- WORK REQUIRED: Lines in the records below that contain the word "facade" must each be copied.
******************************
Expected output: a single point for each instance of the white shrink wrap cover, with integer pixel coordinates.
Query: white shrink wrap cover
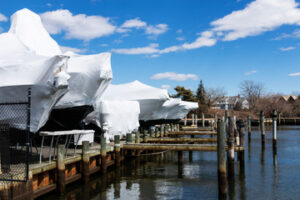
(174, 109)
(149, 98)
(121, 117)
(90, 76)
(24, 63)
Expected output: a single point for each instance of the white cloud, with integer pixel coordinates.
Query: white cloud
(294, 34)
(205, 39)
(295, 74)
(180, 38)
(157, 29)
(151, 49)
(3, 18)
(174, 76)
(287, 48)
(134, 23)
(78, 26)
(258, 17)
(179, 31)
(165, 87)
(75, 50)
(250, 72)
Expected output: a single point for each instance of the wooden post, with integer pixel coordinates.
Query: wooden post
(216, 120)
(162, 130)
(152, 132)
(221, 160)
(262, 126)
(137, 137)
(193, 118)
(103, 155)
(180, 157)
(117, 151)
(61, 180)
(230, 153)
(236, 132)
(274, 129)
(86, 161)
(241, 153)
(157, 132)
(249, 128)
(129, 138)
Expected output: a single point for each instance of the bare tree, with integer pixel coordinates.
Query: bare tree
(215, 94)
(252, 92)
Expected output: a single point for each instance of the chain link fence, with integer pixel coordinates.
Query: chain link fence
(15, 139)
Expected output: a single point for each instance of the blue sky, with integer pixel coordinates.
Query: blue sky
(165, 43)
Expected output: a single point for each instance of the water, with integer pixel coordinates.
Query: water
(160, 177)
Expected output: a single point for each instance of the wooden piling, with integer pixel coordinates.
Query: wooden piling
(215, 121)
(221, 130)
(61, 180)
(103, 155)
(249, 128)
(180, 157)
(241, 154)
(274, 129)
(262, 127)
(230, 153)
(129, 138)
(152, 132)
(157, 132)
(162, 131)
(117, 151)
(137, 137)
(85, 161)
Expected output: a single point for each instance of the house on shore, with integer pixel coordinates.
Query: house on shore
(230, 103)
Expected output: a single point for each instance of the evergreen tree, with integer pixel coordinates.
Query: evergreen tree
(184, 94)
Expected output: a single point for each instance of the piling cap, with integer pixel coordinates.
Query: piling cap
(274, 114)
(240, 123)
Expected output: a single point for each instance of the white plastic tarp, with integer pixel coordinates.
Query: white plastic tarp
(24, 63)
(90, 76)
(149, 98)
(174, 109)
(121, 117)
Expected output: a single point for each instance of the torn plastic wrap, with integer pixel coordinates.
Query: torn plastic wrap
(174, 109)
(90, 76)
(23, 66)
(121, 117)
(149, 98)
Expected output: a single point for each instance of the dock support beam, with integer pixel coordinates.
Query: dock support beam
(249, 128)
(221, 160)
(230, 153)
(103, 156)
(61, 180)
(262, 127)
(117, 151)
(274, 129)
(86, 161)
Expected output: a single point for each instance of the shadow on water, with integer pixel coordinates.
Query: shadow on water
(268, 174)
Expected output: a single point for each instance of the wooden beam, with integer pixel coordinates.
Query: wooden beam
(175, 147)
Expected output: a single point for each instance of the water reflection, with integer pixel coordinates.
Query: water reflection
(268, 174)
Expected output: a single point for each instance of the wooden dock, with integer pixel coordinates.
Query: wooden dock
(55, 175)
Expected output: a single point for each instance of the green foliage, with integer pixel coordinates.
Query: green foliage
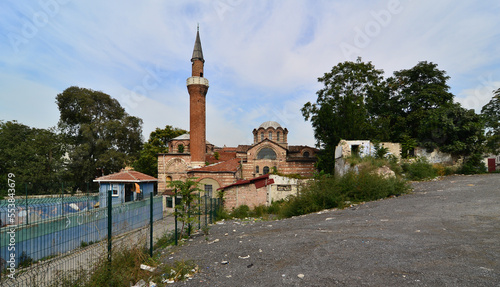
(413, 107)
(180, 148)
(32, 155)
(241, 212)
(25, 260)
(453, 130)
(491, 117)
(158, 143)
(408, 146)
(333, 192)
(419, 169)
(102, 136)
(380, 151)
(473, 165)
(189, 192)
(222, 214)
(166, 239)
(340, 110)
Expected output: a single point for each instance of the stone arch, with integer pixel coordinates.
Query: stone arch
(209, 186)
(176, 165)
(266, 152)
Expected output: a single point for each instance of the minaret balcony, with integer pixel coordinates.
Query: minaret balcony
(197, 81)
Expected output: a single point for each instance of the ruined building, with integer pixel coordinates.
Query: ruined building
(191, 155)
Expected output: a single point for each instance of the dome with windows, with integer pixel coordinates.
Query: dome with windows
(269, 124)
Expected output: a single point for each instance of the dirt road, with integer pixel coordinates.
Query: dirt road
(446, 233)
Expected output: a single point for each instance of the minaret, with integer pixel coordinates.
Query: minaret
(197, 87)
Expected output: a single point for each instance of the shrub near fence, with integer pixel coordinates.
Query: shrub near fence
(44, 228)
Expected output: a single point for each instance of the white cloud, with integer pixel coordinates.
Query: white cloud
(262, 58)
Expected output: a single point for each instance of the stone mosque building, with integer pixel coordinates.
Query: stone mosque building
(191, 155)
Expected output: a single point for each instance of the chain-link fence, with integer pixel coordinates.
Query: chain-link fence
(41, 238)
(45, 238)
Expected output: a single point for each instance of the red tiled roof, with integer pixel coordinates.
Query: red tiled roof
(243, 148)
(126, 176)
(259, 182)
(223, 156)
(225, 166)
(298, 148)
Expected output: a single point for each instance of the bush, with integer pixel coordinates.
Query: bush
(221, 214)
(473, 165)
(420, 169)
(241, 212)
(332, 192)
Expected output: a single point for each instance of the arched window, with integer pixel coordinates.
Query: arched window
(266, 153)
(265, 170)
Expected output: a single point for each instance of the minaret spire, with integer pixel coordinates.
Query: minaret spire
(197, 88)
(197, 51)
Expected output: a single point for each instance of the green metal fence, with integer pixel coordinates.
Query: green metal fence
(45, 239)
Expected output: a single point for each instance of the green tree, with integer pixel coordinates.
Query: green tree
(340, 110)
(33, 155)
(411, 96)
(188, 192)
(453, 130)
(158, 143)
(491, 116)
(103, 138)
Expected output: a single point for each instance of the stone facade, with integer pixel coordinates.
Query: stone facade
******************************
- RESULT BELOW:
Expected output: a single point for each instance of the stone facade, with integer pixel coordinates.
Query: stone facade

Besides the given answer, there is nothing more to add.